_OBIETTIVI_
A. Nel brano del diario sulla scrittura, quale sensazione prova chi scrive quando non è impegnato in un libro?
B. Prosegui il brano del diario sulla scrittura dal punto in cui si interrompe.

:: SEZIONE DI TESTO ::

Nella mente aleggia continuamente il pensiero: chissà dove saremo tra un
mese? Domenica.
Per mia fortuna l'invito a redigere questo diario arriva dopo che ho
cominciato a scrivere un nuovo racconto. Se così non fosse temo che
queste mie cronache sarebbero molto deprimenti. E' già passato qualche
mese da che ho terminato il mio ultimo romanzo e mi rendo conto che il
fatto di non essere occupato nella stesura di un libro influisce
negativamente su di me. Quando non scrivo ho la sensazione di non capire
veramente ciò che mi succede. Gli avvenimenti, le esternazioni, gli
incontri paiono esistere solo "l'uno di fianco all'altro", senza
alcuna connessione tra loro. Ma dal momento in cui mi dedico a un nuovo
racconto tutto si ricompatta in un'unica trama: ogni avvenimento ne
alimenta un altro e lo carica di vitalità. Ogni cosa che vedo, ogni
persona che incontro è un "suggerimento" che mi viene inviato e
che attende di essere interpretato. Sto
scrivendo la storia di un uomo e di una donna. A dire il vero nelle mie
intenzioni il protagonista avrebbe dovuto essere solo l'uomo ma la donna,
un personaggio in cui si imbatte per caso e che avrebbe dovuto limitarsi
ad ascoltare la sua storia, d'un tratto mi pare interessante quanto lui.

:::
:: DATI GREZZI ::

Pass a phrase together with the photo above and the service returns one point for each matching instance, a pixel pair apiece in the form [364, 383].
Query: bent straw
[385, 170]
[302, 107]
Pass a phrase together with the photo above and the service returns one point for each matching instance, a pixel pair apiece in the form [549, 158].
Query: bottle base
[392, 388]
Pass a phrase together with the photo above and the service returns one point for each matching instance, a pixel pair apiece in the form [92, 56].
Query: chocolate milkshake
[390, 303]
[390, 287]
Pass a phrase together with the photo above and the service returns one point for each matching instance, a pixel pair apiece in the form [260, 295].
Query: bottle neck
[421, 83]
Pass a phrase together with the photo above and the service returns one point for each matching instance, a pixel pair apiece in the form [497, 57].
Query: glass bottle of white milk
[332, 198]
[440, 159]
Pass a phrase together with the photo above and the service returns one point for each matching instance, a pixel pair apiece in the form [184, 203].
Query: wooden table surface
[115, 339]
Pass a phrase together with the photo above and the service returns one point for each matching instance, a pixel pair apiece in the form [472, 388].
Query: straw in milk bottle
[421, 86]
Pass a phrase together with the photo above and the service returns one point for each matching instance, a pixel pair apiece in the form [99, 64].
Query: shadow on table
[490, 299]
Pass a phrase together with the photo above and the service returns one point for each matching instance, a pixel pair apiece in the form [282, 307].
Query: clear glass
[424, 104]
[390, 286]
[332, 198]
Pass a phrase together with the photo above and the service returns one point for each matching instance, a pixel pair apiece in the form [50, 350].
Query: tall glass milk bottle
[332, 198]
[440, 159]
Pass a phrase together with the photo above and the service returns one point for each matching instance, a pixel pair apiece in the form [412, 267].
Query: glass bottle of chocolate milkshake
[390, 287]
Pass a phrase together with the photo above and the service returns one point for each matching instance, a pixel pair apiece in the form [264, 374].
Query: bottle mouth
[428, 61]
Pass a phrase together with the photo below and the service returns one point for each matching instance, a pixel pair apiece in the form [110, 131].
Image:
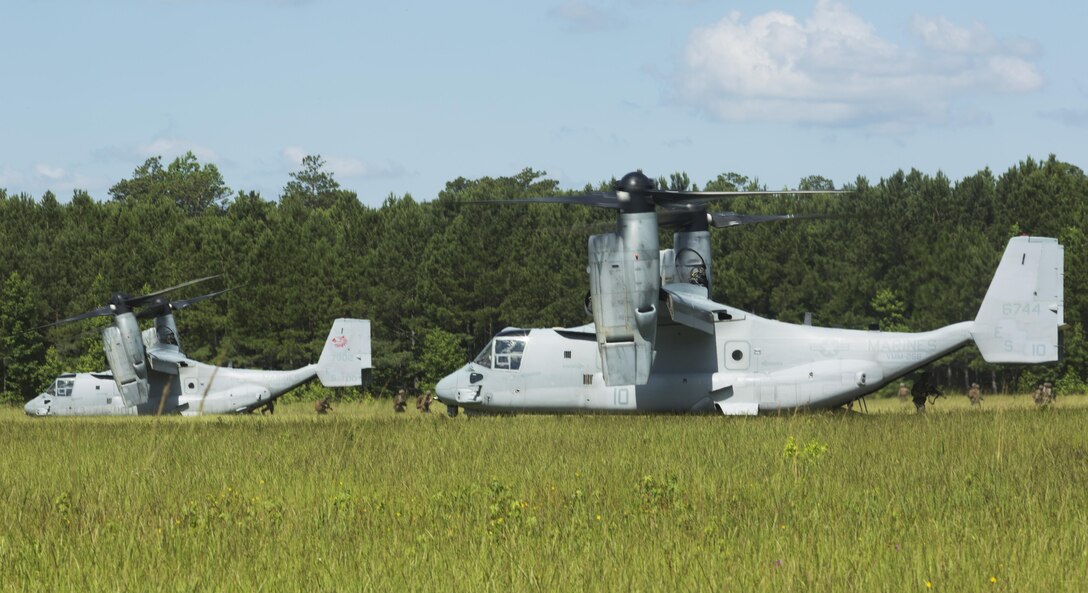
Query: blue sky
[402, 97]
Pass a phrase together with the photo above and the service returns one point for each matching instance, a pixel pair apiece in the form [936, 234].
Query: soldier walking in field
[923, 391]
[1037, 396]
[1045, 395]
[904, 392]
[423, 403]
[975, 394]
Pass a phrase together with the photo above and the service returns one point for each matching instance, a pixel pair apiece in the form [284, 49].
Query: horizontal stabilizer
[1024, 307]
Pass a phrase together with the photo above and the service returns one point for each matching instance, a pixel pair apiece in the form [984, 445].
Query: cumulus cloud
[835, 69]
[52, 173]
[346, 167]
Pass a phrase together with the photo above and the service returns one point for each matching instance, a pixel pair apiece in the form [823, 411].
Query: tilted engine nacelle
[689, 261]
[625, 284]
[124, 350]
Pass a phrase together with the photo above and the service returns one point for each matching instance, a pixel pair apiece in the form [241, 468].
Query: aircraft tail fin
[1024, 307]
[345, 360]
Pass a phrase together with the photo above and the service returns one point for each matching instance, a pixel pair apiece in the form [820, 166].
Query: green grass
[363, 499]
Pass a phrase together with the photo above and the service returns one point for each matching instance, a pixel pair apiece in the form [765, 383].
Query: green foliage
[442, 353]
[22, 348]
[440, 278]
[888, 502]
[890, 311]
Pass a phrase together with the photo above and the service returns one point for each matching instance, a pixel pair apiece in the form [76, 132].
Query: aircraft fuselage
[749, 365]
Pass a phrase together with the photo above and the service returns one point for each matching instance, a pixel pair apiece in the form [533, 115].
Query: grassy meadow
[362, 499]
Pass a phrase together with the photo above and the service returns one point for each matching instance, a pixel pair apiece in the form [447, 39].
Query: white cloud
[52, 173]
[835, 69]
[346, 167]
[171, 148]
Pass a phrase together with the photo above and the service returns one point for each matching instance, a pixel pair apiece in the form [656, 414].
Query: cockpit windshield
[483, 358]
[502, 353]
[61, 387]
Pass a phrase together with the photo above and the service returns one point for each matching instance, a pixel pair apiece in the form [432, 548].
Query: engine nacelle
[625, 285]
[126, 361]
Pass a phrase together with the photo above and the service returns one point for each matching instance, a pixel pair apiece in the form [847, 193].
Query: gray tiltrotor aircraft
[149, 374]
[658, 343]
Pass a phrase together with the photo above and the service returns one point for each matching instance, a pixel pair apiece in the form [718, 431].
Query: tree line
[437, 279]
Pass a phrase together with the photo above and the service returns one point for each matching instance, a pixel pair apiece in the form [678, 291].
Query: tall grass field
[957, 499]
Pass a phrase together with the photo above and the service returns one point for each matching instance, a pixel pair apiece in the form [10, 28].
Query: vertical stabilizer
[1023, 308]
[345, 360]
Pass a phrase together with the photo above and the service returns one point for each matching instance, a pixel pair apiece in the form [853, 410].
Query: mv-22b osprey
[658, 343]
[149, 374]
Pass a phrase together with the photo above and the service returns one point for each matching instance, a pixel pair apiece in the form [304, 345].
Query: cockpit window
[508, 353]
[483, 358]
[61, 387]
[502, 353]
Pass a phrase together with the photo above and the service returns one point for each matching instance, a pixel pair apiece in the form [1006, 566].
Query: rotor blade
[143, 299]
[160, 308]
[668, 198]
[597, 199]
[101, 311]
[720, 220]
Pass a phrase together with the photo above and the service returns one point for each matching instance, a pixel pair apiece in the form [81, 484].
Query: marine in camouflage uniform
[975, 394]
[1048, 394]
[923, 391]
[904, 392]
[423, 403]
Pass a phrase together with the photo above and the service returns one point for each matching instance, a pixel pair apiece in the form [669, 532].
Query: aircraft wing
[689, 305]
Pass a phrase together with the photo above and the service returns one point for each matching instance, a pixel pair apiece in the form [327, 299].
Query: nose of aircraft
[447, 387]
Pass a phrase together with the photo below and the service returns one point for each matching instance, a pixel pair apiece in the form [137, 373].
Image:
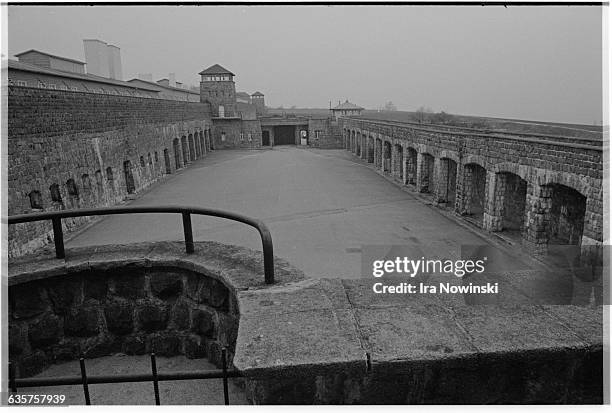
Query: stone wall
[71, 150]
[168, 311]
[553, 175]
[329, 134]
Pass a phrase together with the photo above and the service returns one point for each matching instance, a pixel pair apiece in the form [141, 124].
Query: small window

:::

_RISPOSTE_
A. Ha la sensazione di non capire veramente ciò che gli succede.

B.
Mi chiedo se sia giusto, da un punto di vista letterario, concederle tanto
spazio. Il suo personaggio sta spostando il centro di gravità del
racconto e ne turba il fragile equilibrio. Ieri notte mi sono svegliato
pensando che avrei dovuto eliminarla e sostituirla con un altro
personaggio, più "defilato", che non metta in ombra il
protagonista. Ma al mattino, quando l'ho vista sulla carta, non sono stato
capace di separarmi da lei. E non lo farò fintanto che non la conoscerò
meglio. Ho scritto di lei per tutto il giorno. Ora
è quasi mezzanotte. Quando scrivo un racconto cerco di addormentarmi con
un'idea appena abbozzata, non ben definita, con la speranza che durante la
notte, nei miei sogni, prenda forma. E' così stimolante e ritemprante
liberarsi, grazie alla scrittura, dello sconforto di vivere in un luogo
sciagurato. E' talmente bello tornare a sentirsi vivi...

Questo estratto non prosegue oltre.